== Task details ==
Rewrite the records between the lines holding "Report the position of every instance of the yellow and" and "pixel 534 190", inclusive, changing "side petal" to "lateral petal" and leaving everything else unchanged. Return only those lines.

== Data shown ==
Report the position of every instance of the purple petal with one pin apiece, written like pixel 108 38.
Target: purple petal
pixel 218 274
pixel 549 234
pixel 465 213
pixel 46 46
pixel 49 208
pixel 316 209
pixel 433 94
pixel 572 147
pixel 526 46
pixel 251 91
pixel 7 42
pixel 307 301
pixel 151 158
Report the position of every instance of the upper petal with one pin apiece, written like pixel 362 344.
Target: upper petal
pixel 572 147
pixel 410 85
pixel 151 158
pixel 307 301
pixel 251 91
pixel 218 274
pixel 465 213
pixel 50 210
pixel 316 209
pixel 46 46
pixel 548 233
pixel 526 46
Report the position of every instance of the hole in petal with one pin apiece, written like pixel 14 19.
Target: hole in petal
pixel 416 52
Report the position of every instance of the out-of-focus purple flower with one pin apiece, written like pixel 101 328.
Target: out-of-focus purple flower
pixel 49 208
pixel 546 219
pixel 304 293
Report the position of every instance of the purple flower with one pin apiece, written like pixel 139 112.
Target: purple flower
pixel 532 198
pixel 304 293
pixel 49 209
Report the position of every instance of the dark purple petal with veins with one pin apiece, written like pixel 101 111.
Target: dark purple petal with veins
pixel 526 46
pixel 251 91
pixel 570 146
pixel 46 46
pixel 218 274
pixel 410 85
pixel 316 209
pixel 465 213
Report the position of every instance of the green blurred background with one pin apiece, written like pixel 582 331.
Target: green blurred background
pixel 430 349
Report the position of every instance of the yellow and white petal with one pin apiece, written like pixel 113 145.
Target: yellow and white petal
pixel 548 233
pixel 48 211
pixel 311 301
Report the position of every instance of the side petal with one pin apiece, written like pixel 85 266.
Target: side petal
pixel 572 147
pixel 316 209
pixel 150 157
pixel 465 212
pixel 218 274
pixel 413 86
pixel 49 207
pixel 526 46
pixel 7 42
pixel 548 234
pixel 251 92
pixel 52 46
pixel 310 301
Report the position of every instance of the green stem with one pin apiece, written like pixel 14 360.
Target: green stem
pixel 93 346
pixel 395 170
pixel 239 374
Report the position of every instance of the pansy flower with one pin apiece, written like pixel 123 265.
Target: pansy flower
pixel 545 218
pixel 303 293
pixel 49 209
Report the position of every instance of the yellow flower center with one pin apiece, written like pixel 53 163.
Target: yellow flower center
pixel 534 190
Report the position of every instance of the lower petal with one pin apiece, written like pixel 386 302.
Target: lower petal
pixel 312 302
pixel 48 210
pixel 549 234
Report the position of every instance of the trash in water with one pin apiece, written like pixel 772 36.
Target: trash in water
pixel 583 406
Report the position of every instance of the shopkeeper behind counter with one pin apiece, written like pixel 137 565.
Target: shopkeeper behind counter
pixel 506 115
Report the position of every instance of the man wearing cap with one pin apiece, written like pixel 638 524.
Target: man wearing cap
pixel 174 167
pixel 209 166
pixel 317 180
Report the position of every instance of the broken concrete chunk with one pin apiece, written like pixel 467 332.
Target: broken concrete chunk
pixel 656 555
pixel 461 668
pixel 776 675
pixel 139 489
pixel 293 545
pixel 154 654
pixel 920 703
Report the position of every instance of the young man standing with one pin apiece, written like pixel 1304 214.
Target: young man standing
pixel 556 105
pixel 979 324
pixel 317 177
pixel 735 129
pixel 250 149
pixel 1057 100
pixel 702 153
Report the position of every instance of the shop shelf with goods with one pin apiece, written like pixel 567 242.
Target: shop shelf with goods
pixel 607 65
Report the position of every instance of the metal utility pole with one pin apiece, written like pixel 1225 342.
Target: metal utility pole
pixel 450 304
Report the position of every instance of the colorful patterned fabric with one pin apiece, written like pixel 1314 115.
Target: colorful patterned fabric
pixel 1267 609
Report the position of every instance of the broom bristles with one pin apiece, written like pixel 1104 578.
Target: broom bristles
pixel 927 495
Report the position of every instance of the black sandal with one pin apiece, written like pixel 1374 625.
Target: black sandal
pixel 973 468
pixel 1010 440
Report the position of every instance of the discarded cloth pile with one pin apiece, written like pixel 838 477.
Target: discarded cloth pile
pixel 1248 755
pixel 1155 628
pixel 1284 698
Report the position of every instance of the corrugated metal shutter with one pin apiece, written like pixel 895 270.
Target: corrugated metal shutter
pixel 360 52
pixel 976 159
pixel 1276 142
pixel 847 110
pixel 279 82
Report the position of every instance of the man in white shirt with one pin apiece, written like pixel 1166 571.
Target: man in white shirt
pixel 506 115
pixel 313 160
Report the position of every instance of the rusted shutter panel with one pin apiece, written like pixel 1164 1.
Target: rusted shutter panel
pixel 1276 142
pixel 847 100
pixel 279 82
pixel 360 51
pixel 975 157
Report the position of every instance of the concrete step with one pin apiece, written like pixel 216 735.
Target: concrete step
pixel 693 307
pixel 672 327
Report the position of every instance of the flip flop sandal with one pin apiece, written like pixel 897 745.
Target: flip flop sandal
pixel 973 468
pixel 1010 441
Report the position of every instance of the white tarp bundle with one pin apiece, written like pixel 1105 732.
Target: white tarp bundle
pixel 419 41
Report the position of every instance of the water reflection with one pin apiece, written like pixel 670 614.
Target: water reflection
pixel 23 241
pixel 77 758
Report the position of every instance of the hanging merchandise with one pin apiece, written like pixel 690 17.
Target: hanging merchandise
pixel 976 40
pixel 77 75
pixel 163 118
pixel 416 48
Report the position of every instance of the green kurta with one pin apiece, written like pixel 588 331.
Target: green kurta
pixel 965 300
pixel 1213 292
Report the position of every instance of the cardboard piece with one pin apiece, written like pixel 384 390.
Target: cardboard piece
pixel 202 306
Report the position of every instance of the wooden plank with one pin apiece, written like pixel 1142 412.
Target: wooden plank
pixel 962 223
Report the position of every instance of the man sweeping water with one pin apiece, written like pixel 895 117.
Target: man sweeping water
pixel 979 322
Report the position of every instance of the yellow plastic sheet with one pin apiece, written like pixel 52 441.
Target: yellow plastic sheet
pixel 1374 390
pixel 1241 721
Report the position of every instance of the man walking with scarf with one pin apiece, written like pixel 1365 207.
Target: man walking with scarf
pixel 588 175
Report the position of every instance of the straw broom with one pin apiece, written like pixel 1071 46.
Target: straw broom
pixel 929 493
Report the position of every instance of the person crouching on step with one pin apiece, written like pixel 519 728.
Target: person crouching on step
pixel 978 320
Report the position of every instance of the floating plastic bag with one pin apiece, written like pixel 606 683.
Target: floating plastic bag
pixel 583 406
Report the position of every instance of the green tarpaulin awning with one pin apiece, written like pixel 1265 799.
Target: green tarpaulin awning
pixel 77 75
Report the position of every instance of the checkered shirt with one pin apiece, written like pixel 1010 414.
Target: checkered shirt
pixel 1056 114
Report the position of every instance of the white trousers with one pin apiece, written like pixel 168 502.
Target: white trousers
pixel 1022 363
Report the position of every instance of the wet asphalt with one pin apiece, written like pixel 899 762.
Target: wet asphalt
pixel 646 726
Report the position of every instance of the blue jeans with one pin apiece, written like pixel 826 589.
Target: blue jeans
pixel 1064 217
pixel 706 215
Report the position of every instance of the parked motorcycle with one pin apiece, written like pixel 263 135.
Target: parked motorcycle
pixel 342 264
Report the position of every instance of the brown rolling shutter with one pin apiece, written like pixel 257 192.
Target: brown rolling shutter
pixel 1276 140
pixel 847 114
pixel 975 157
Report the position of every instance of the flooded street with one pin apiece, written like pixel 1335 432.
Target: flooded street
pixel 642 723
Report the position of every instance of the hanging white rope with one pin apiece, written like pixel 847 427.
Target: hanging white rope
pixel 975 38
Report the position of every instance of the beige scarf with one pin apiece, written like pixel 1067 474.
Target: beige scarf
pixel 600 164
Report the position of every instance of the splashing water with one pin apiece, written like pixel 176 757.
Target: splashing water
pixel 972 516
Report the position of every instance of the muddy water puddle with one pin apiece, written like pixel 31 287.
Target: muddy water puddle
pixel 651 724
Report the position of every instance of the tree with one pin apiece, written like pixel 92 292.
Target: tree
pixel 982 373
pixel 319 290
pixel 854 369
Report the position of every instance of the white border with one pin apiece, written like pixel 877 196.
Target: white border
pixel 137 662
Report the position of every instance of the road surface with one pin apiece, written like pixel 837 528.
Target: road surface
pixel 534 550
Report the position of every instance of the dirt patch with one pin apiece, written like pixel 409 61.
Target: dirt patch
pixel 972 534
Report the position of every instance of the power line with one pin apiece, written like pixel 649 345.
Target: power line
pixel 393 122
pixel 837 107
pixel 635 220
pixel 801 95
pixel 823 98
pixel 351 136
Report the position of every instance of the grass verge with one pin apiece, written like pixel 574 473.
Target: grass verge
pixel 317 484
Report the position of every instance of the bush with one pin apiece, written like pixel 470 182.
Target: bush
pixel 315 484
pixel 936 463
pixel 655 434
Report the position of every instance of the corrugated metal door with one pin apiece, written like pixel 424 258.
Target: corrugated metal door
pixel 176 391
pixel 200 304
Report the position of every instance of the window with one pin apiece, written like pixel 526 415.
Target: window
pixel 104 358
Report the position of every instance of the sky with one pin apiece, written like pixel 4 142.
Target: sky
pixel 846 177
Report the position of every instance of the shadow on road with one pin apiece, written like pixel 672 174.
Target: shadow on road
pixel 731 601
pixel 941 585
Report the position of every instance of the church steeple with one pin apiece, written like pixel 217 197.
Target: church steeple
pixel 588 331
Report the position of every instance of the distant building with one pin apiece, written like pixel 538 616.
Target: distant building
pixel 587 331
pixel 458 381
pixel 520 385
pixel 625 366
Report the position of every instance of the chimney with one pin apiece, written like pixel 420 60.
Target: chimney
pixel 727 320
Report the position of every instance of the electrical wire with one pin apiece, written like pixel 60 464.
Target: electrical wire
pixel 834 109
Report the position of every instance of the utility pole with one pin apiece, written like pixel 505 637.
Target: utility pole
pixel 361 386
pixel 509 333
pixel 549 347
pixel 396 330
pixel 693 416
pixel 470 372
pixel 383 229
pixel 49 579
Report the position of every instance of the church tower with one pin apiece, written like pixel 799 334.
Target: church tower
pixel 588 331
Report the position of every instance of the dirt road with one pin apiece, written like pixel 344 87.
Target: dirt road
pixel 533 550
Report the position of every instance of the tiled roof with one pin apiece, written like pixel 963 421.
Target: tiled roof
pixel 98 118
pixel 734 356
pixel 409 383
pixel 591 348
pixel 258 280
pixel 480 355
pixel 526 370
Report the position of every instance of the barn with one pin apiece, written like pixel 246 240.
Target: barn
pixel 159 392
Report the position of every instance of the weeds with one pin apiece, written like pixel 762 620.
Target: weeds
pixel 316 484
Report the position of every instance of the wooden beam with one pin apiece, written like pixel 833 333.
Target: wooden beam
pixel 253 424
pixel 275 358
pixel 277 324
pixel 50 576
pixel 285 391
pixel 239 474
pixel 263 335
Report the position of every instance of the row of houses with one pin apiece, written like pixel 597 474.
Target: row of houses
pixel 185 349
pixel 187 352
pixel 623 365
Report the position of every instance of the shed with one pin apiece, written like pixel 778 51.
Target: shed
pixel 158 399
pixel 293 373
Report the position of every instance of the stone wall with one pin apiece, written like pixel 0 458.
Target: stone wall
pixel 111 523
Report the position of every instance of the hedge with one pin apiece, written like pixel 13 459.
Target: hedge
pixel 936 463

== Response to the exercise ==
Report the position of every instance of the yellow and white petal with one pin apiece, written like pixel 113 145.
Target: yellow and white petal
pixel 548 233
pixel 48 211
pixel 311 301
Report the position of every instance of the lateral petal with one pin apiece, written like pixel 85 266.
Target: lateral petal
pixel 572 147
pixel 316 209
pixel 150 157
pixel 465 212
pixel 218 274
pixel 413 86
pixel 49 207
pixel 526 46
pixel 7 42
pixel 548 234
pixel 251 92
pixel 52 46
pixel 310 301
Report the position of every instance of the green stem with one pin apiece, written like pixel 14 360.
Target: green stem
pixel 93 346
pixel 395 170
pixel 239 374
Report the position of every instance of the pansy flower with one pin apiece, written like pixel 123 265.
Target: pansy flower
pixel 545 218
pixel 303 293
pixel 49 209
Report the position of every instance of the yellow flower center with one pin apiece, written like pixel 53 163.
Target: yellow flower center
pixel 534 190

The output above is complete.